SET PROBLEM >> From the material below, keep only the lines that contain the string "black", matching case exactly, and copy each of them out.

Dataset excerpt >>
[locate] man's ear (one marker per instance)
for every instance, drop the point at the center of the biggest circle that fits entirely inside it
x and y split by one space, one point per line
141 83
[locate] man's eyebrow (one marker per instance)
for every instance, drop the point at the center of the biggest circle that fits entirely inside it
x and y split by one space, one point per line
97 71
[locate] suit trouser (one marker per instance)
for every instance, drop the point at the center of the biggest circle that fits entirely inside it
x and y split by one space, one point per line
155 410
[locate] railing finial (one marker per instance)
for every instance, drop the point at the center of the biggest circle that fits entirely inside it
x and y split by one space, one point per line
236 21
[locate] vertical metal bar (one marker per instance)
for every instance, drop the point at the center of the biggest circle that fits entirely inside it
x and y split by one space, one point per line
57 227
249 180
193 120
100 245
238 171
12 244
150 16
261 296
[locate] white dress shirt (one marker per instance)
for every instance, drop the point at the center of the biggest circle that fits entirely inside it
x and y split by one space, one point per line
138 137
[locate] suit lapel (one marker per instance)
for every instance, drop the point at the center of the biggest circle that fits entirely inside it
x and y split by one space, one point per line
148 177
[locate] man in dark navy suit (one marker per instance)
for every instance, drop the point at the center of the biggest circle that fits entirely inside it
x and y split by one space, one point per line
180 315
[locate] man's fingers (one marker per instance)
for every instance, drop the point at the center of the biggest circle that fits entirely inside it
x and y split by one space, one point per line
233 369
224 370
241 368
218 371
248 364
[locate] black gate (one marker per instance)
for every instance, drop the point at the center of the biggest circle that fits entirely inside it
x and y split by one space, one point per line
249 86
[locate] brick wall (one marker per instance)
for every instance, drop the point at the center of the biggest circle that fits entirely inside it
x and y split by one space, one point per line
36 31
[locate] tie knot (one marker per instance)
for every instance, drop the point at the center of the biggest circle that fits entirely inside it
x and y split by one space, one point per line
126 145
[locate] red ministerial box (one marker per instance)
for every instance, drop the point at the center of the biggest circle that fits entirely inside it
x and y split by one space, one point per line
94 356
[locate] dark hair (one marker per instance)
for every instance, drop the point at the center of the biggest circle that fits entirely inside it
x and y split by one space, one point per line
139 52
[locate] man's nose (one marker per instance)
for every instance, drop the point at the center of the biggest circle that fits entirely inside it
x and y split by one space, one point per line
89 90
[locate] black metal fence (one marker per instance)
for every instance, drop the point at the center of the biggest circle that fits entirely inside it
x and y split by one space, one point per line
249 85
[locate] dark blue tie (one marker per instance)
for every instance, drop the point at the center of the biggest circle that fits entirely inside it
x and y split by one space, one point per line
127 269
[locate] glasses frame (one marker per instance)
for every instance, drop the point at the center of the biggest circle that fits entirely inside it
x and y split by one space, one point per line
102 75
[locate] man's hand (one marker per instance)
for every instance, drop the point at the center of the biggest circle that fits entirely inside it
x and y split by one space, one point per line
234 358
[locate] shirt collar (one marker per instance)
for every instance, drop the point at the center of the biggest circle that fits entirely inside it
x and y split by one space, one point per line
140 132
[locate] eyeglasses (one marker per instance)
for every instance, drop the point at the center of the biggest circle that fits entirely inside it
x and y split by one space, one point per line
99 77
--
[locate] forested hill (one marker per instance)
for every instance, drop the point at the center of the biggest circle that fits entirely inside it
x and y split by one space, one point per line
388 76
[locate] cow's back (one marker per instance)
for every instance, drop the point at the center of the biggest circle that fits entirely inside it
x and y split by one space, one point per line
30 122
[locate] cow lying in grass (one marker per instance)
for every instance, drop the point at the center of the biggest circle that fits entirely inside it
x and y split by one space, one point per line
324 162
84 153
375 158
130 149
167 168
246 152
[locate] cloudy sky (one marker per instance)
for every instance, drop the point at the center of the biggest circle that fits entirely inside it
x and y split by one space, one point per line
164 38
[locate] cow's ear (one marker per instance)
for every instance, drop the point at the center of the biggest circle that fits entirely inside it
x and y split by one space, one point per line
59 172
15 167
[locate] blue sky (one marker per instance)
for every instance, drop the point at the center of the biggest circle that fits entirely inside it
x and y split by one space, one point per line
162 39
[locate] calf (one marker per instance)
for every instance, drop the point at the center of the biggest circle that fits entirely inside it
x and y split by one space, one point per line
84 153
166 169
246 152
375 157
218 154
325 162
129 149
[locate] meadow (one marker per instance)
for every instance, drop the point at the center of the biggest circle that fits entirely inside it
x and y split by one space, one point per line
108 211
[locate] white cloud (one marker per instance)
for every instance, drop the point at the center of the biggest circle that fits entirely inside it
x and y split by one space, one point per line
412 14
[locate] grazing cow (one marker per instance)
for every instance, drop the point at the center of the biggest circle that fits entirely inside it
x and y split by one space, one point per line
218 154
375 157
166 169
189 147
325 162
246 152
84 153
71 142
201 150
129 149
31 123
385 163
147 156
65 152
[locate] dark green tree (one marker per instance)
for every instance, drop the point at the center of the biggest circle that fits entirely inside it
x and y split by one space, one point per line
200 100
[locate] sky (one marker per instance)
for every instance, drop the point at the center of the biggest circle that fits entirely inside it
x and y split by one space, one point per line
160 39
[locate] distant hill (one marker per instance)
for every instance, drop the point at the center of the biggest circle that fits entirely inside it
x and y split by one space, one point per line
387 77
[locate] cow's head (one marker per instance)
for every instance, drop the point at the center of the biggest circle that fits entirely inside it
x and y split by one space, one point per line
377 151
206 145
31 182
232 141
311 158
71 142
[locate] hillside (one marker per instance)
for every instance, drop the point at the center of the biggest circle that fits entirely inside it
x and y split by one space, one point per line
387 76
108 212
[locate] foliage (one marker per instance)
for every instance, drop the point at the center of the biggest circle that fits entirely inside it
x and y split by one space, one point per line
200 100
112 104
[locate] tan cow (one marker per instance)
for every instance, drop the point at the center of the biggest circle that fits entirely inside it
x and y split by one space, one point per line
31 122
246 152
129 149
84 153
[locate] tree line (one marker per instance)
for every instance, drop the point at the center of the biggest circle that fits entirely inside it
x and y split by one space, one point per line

COMPLETE OUTPUT >>
[locate] black gate (one marker per instance)
[locate] black metal fence (one marker per instance)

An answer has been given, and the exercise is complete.